- **Work to be completed**:
Write out the listing below without alteration, omitting its pictures.

- **Supplied data**:

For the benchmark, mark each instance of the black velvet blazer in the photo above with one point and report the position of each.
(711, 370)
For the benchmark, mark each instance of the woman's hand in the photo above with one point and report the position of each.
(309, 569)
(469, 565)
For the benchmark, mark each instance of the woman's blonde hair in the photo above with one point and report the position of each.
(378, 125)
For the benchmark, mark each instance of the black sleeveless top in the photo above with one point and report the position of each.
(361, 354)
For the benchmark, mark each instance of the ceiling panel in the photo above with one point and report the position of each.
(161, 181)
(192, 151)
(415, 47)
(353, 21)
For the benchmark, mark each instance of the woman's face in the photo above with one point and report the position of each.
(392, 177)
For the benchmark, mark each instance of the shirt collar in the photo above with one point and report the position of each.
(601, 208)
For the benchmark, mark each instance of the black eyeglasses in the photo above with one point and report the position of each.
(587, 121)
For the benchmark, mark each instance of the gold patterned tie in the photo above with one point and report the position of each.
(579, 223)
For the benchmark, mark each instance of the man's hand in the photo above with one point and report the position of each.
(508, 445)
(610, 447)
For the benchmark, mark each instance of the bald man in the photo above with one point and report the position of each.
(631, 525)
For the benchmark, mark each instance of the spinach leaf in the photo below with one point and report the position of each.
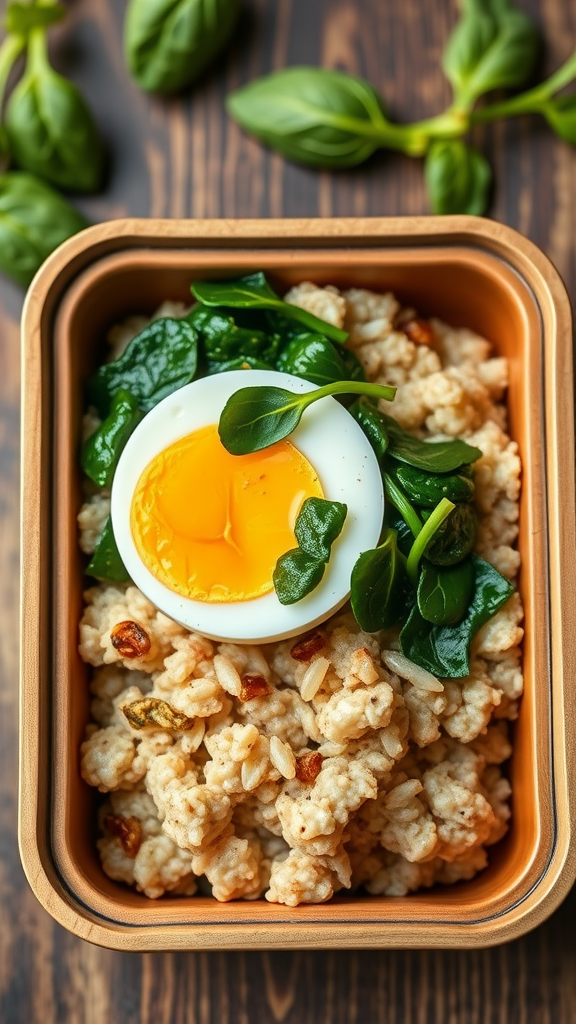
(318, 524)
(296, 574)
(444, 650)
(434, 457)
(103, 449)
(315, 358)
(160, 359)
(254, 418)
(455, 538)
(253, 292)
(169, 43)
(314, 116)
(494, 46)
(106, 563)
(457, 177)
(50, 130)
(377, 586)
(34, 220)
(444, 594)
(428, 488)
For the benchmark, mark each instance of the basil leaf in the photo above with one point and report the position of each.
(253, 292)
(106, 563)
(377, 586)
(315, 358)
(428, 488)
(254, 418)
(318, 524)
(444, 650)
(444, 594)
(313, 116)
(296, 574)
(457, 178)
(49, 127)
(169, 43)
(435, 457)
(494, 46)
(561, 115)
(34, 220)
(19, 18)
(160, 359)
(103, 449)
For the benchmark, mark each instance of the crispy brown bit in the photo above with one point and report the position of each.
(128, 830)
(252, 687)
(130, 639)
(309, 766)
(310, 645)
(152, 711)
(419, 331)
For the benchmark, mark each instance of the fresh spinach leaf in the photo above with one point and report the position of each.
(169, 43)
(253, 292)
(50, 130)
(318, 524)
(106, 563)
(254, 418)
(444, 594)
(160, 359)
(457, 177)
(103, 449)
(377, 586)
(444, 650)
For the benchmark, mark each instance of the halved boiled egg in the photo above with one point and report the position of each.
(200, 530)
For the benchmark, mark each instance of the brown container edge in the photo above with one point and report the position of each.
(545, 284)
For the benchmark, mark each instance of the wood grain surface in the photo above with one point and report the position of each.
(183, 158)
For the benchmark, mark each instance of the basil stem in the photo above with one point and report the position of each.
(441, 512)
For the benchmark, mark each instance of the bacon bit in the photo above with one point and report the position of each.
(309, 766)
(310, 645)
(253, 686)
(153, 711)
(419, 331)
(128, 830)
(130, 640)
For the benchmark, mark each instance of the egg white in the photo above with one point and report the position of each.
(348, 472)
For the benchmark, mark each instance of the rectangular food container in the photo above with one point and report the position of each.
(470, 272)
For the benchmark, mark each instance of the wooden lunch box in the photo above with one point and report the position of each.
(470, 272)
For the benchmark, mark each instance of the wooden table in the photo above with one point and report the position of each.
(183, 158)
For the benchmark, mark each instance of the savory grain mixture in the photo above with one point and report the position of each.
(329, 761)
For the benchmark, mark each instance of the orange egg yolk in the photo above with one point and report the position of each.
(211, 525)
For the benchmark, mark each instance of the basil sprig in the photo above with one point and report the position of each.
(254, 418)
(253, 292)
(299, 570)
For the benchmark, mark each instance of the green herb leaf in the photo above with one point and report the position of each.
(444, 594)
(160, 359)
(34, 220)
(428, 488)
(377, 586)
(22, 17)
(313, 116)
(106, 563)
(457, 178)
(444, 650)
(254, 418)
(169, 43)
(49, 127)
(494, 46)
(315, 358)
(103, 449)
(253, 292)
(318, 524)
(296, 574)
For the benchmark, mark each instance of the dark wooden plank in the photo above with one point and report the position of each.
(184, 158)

- **Solution for this exercise**:
For the benchmark, mark each instance of the black velvet blazer in the photo above with one point and report the position of each.
(711, 370)
For the benchmark, mark each instance of the woman's hand in the photo above with one point and report the position of each.
(309, 569)
(469, 565)
For the benchmark, mark each instance of the woman's blonde hair in the photo above with one point and report the position of each.
(378, 125)
For the benchmark, mark each instance of the black sleeveless top in the photo above with one point and report the position of each.
(361, 354)
For the benchmark, mark each instance of the ceiling panel in the photo above with one point and report the position of each.
(161, 181)
(192, 151)
(415, 47)
(353, 21)
For the benchmark, mark each instance of the woman's face in the photo above with one point and report the position of each.
(392, 177)
For the benchmark, mark each instance of the shirt collar in the photo above with one point and report the position of each.
(601, 208)
For the benchmark, mark each instance of the black eyeglasses in the photo above with one point and report the position of each.
(587, 121)
For the benchmark, mark each instance of the gold patterned tie in the photo above with one point and report the position of each.
(579, 223)
For the benchmark, mark each instance of the man's hand in the photo above with one point and report the position of each.
(508, 445)
(610, 447)
For the benchmark, mark each instance of the bald man in the photo above with one point and report the position of each.
(631, 525)
For the benchmark, mark each instance of the spinach leaf in the photo below with one point and report the position of each.
(318, 524)
(296, 574)
(444, 650)
(434, 457)
(103, 449)
(315, 358)
(160, 359)
(254, 418)
(455, 538)
(253, 292)
(169, 43)
(314, 116)
(494, 46)
(106, 563)
(457, 177)
(50, 130)
(377, 586)
(34, 220)
(444, 594)
(428, 488)
For the benchmark, mark each instance of the basil leaf in the photo above with one point and report the position of each.
(253, 292)
(106, 563)
(377, 586)
(315, 358)
(428, 488)
(254, 418)
(318, 524)
(444, 650)
(444, 594)
(313, 116)
(296, 574)
(457, 178)
(49, 127)
(169, 43)
(435, 457)
(494, 46)
(561, 115)
(34, 220)
(19, 18)
(160, 359)
(103, 449)
For the benchmark, mark each instance of the crispy brown bit in the photo above with one point and report the position of each.
(128, 830)
(252, 687)
(130, 639)
(309, 766)
(310, 645)
(152, 711)
(419, 331)
For the benchmark, mark each instance of the fresh spinach leaf in the photo above with one point and report the position of each.
(169, 43)
(253, 292)
(50, 130)
(318, 524)
(106, 563)
(254, 418)
(444, 594)
(160, 359)
(457, 177)
(103, 449)
(377, 586)
(444, 650)
For the benchmark, mark each instance of the halved boiled egg in the photo above with one point and report the position of each.
(200, 530)
For the benchmark, mark each instance of the brown container edge in the photo above with one point and report the position of each.
(545, 284)
For the benchmark, mark each instance of the wood grain surface in the photo above with one point and report the position of each.
(183, 158)
For the benchmark, mark each instance of the basil stem in the photo above with one point and report the position of each.
(441, 512)
For the benchmark, mark each instance of the bacon bit in the photo above with one point and report the position of each.
(309, 766)
(310, 645)
(253, 686)
(153, 711)
(419, 331)
(128, 830)
(130, 640)
For the benchmark, mark each instance of the egg white in the photo above with one point and report the position of each.
(348, 472)
For the benchmark, mark each instance of the rectangular food container in the photo above with one point and report the position of each.
(470, 272)
For the benchmark, mark each instance of the wooden lunch box in the photo above with one point and report the position of each.
(470, 272)
For the benchmark, mark each instance of the wooden table in the photo above with one point and report the position of each.
(183, 158)
For the benchmark, mark each instance of the savory grain mixture in the photo above with one point and report the position of each.
(329, 761)
For the benchmark, mark each instance of the orange egg yolk in the photo above with one point and report the position of each.
(211, 525)
For the benchmark, mark each instance of the basil sprig in the photo above with one point and report the position of each.
(254, 418)
(253, 292)
(299, 570)
For the benchmark, mark each instance of the green herb leaf in the photo above with one point and report the position of each.
(444, 594)
(160, 359)
(34, 220)
(428, 488)
(377, 586)
(22, 17)
(313, 116)
(106, 563)
(457, 178)
(444, 650)
(254, 418)
(169, 43)
(49, 127)
(494, 46)
(315, 358)
(103, 449)
(253, 292)
(318, 524)
(296, 574)
For the benchmark, mark each instance of the dark wooden plank in the photo above with one point and report the position of each.
(184, 158)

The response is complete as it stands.